■ **Your instructions**: Two lines mark the range in the entries below: the one holding "the dense vegetation." and the one holding "the green foliage.". Set down those two and all lines between them, exactly.

= Beginning of Section =

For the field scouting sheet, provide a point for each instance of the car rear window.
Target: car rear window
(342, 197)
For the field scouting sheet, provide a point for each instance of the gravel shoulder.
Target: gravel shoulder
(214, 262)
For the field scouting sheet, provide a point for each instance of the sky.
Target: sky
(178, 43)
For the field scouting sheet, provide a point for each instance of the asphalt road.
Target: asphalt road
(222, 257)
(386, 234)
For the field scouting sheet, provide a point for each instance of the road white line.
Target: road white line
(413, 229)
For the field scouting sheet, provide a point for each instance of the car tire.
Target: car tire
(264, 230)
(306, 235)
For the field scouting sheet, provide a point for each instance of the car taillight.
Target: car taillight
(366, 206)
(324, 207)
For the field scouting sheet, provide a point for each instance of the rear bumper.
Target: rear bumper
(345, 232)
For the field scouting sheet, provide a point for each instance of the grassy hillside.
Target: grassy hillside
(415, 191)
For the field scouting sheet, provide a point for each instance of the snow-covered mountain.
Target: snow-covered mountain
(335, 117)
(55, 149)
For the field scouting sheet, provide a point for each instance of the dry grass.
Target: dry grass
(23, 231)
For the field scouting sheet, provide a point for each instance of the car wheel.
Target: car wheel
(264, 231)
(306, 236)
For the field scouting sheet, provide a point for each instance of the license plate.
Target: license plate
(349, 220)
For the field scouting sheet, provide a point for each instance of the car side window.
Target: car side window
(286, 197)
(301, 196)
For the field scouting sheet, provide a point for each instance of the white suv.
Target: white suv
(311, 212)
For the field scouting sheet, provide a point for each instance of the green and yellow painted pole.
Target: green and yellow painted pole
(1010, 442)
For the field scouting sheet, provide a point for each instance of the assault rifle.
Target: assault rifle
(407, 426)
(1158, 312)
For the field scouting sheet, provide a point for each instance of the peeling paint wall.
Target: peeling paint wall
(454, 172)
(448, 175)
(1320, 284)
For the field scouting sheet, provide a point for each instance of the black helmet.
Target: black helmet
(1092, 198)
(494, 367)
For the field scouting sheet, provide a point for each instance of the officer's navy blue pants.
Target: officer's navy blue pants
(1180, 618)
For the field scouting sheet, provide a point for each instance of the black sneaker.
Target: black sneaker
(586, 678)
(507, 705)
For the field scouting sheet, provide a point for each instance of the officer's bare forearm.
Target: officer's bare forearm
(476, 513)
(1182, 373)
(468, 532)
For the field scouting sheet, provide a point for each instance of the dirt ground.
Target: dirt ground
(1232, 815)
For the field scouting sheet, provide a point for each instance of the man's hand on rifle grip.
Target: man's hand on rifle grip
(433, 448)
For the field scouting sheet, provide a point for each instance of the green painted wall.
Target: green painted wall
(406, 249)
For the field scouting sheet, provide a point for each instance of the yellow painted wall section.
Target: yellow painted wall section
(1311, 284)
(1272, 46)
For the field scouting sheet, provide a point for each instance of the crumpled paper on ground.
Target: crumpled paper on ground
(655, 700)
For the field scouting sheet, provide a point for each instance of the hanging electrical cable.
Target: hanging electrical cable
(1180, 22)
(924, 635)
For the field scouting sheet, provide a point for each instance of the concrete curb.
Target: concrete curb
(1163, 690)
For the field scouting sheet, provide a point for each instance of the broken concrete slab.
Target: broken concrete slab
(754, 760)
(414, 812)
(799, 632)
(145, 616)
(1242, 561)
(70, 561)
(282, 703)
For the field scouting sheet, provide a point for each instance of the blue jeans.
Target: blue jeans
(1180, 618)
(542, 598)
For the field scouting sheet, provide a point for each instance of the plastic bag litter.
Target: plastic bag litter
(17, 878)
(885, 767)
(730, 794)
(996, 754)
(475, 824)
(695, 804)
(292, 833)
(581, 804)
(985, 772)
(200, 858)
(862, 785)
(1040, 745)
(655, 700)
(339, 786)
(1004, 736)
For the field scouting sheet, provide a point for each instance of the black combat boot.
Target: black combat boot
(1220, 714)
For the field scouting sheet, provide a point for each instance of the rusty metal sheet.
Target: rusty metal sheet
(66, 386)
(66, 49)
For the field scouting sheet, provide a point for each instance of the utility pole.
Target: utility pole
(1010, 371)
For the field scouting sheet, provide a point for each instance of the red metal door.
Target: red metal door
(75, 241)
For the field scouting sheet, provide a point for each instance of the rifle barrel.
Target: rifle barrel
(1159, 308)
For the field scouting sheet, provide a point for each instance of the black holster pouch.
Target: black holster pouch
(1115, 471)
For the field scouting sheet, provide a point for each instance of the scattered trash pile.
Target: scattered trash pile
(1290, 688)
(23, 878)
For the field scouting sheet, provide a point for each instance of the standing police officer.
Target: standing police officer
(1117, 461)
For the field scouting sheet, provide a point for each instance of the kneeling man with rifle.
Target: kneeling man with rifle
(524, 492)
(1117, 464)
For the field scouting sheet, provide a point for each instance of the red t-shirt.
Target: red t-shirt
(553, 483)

= End of Section =
= Beginning of Section =

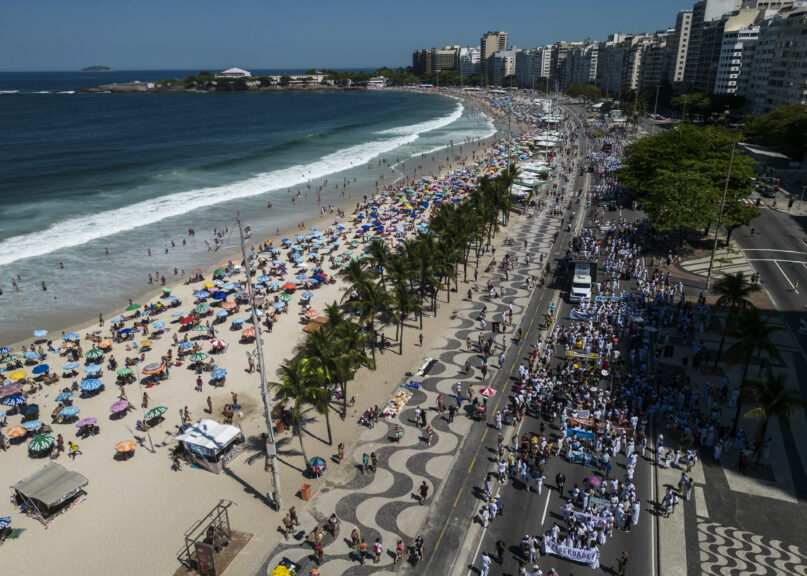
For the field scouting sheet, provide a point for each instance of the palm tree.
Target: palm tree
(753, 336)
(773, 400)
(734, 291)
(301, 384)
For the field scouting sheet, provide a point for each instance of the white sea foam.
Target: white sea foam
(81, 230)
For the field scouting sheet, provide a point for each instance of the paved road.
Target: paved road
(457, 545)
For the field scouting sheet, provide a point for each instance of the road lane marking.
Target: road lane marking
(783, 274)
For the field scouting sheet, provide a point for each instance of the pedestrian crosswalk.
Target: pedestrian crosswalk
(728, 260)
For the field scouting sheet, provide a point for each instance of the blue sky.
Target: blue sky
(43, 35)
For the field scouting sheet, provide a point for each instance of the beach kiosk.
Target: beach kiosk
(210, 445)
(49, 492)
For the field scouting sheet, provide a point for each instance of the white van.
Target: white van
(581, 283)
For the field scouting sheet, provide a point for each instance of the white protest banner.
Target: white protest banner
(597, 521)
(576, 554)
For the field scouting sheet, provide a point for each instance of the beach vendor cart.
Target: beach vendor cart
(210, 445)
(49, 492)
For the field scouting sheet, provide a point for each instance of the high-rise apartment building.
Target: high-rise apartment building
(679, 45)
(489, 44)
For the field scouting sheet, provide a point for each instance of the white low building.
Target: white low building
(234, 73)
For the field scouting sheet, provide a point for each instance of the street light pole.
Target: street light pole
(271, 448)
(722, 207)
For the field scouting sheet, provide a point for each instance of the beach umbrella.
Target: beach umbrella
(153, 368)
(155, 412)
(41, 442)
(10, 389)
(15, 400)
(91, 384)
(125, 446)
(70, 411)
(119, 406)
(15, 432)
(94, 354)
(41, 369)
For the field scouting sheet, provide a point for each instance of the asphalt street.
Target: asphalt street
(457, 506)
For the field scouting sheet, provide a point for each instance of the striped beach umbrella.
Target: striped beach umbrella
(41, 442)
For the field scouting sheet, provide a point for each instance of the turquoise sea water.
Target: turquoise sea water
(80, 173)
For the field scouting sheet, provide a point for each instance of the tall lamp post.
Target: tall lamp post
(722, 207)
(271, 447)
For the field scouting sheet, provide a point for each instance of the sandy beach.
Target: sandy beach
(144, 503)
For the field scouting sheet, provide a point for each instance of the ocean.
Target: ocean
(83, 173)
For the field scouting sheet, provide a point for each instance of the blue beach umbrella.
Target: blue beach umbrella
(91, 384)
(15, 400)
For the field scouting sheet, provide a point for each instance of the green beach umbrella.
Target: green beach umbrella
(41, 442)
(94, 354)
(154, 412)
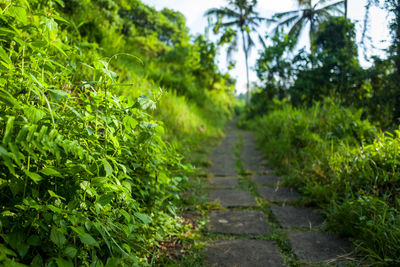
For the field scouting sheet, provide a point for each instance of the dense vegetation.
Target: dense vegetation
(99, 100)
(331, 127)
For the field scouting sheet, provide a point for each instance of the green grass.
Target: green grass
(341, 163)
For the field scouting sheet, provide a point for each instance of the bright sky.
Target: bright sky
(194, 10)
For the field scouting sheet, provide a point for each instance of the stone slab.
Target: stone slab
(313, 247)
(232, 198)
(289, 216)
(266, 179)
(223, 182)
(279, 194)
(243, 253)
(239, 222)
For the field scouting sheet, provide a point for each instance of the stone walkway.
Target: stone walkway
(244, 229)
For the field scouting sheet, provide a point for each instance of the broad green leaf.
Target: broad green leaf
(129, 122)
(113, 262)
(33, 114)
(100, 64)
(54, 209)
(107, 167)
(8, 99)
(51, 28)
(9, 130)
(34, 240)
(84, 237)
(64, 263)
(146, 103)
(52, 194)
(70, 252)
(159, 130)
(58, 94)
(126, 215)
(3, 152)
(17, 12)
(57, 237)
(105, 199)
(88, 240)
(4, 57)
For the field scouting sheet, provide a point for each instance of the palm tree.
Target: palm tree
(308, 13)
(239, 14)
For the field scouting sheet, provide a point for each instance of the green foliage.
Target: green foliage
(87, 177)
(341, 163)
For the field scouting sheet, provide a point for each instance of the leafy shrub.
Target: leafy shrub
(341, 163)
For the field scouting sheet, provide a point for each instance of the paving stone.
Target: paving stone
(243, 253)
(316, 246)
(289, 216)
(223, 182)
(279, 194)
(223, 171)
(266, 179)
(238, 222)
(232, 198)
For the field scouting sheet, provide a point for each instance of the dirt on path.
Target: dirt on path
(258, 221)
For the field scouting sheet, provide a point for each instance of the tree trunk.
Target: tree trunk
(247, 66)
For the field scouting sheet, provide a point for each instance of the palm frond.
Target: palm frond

= End of Section =

■ **Answer to the exercise**:
For the field scouting sheet, provide a point for each instance of the dense vegetation.
Target: dense vegetation
(99, 100)
(331, 127)
For the field scouting sheet, provide a point for each instance of the green grass.
Target: green grass
(341, 163)
For the field scouting sheet, provide a point for each instance of the bright sky.
Target: bright sky
(194, 10)
For the field scouting sheet, provide a point for each instance of the stone slab.
Target: stone slab
(313, 247)
(232, 198)
(289, 216)
(266, 179)
(223, 182)
(279, 194)
(243, 253)
(239, 222)
For the field scouting sheet, provide a point for each instance of the stone walkway.
Target: stone walkway
(244, 229)
For the field scouting sheet, provide a point for each instance of the broad green leaf.
Target: broad green leaf
(129, 122)
(113, 262)
(33, 114)
(100, 64)
(54, 209)
(107, 167)
(8, 99)
(51, 28)
(9, 130)
(34, 240)
(84, 237)
(64, 263)
(146, 103)
(52, 194)
(70, 252)
(159, 130)
(58, 94)
(126, 215)
(3, 152)
(17, 12)
(57, 237)
(105, 199)
(88, 240)
(4, 57)
For the field scouting sheet, provide a point for each instance of the palm tree.
Target: palm tree
(308, 13)
(239, 14)
For the field scouting sheet, provide a point for each instance of the green foliage.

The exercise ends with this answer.